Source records

<<<<

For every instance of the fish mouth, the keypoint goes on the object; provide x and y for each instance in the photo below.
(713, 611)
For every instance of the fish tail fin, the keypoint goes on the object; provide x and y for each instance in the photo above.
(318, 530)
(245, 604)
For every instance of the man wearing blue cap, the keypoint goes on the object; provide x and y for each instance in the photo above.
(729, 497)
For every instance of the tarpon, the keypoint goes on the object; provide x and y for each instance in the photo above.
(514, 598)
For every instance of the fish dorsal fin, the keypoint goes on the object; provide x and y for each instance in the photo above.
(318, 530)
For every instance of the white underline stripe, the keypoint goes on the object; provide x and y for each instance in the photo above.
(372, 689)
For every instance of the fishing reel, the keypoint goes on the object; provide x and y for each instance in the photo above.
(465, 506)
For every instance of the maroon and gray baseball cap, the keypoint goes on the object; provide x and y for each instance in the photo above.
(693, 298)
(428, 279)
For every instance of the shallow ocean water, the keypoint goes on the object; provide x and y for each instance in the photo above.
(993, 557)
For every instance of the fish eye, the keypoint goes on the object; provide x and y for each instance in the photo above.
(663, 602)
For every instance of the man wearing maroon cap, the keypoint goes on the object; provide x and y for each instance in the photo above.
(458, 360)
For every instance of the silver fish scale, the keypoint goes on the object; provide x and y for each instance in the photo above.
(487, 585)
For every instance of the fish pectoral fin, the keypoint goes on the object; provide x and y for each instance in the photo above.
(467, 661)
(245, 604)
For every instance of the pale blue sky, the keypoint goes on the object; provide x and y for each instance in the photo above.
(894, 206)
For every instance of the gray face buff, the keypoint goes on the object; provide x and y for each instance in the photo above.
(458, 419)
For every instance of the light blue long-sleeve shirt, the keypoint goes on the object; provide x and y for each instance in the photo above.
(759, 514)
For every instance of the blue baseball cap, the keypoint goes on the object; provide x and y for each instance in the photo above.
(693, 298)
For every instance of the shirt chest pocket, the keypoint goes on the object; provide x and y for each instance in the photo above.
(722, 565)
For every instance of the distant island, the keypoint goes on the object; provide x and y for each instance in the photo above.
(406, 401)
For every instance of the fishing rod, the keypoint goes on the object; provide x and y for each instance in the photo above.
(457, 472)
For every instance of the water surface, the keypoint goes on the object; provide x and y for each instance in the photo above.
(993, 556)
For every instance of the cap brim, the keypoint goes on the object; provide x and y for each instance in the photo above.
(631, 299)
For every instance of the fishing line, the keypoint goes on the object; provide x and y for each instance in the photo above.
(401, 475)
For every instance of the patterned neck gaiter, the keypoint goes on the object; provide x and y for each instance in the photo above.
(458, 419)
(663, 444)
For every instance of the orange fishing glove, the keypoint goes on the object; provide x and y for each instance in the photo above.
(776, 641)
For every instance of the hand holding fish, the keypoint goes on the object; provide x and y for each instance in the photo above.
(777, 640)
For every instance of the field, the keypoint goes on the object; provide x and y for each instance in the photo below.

>>>>

WORK REQUEST: Set down every entry again, word for word.

SOLUTION TO THIS PROBLEM:
For every instance of the fish mouth, the keypoint goes on the object; provide x and y for each instance in the photo below.
(713, 611)
For every instance of the fish tail fin, the keypoint goes on the object; provide x and y for each instance in the photo above.
(318, 530)
(245, 604)
For every instance of the man wearing blue cap, the keypoint goes on the object; provide x and y for each instance in the photo above.
(729, 497)
For every instance of the tarpon, the keypoint goes on the object; provide x and y for each instance in the photo above.
(514, 598)
For every instance of the fish dorsal fin, the keypoint goes on the object; provide x and y for each instance in the photo above.
(318, 530)
For every instance of the white underline stripe, the keypoint goes on the object; provide x and y for each instance in the photo above.
(372, 689)
For every instance of the fishing reel, the keypoint goes on the object; provide x and y for each instance in the photo above.
(465, 506)
For every instance of the maroon and gray baseball cap, the keypoint goes on the object; provide x and y for each instance in the photo above.
(693, 298)
(428, 279)
For every instance of the shallow ocean water, the keypoint goes on the object; provide x and y for each instance in the photo above.
(993, 557)
For every instance of the fish eye, the keypoint goes on the object; provide x and y for each instance in the photo above.
(663, 602)
For every instance of the man wearing maroon cap, the keypoint goes on the object; provide x and y for each instance in the photo above.
(458, 360)
For every instance of the silver fish scale, the keypoint goes on the object; provide x and y for each instance in the photo above.
(487, 585)
For every instance of the fish pectoral fin, the keypoint goes on the object; provide x and y for each instance in the photo above.
(467, 661)
(245, 604)
For every instance of the pale blue sky, the keypoint goes on the object; provide x and y for each instance in the photo above.
(894, 206)
For every instance of the gray face buff, the keypoint goes on the object; provide x and y for each instance in the photo above.
(458, 419)
For every instance of the light blue long-sleeve shirt, the keypoint goes on the object; provide x and y for each instance in the photo above.
(759, 514)
For every instance of the blue baseball cap, the keypoint goes on the object; provide x and y for each instance in the photo above.
(693, 298)
For every instance of the shirt chest pocket, the keypoint goes on the object; provide x and y for each instance in the photo above.
(722, 565)
For every instance of the distant island, the keypoint goes on the object; provide x and y for each instance in the photo above.
(406, 401)
For every instance of the fishing rod, the keypoint goes on the object; provide x and y for each instance in the photo above.
(457, 472)
For every instance of the water surface, the keypoint goes on the object; provide x and y for each instance in the photo above.
(993, 556)
For every instance of the cap brim, the keypoint goes on the object; provide x and y for each instance in the photo above.
(631, 299)
For every instance of the fishing line, the keypoint goes on the object; provide x and y for each instance in the photo above.
(401, 475)
For every instance of the patterned neck gaiter, the keypoint goes on the object; provide x and y for each instance in the photo above.
(458, 419)
(663, 444)
For every instance of the orange fishing glove, the keypoint goes on the object; provide x and y for each instance in the photo above.
(776, 641)
For every instance of the hand holding fish, the keypoint goes on the object; provide x and y for each instance in the photo above.
(777, 640)
For every instance of the field, the keypoint goes on the object; provide x and y for each instance in the photo below.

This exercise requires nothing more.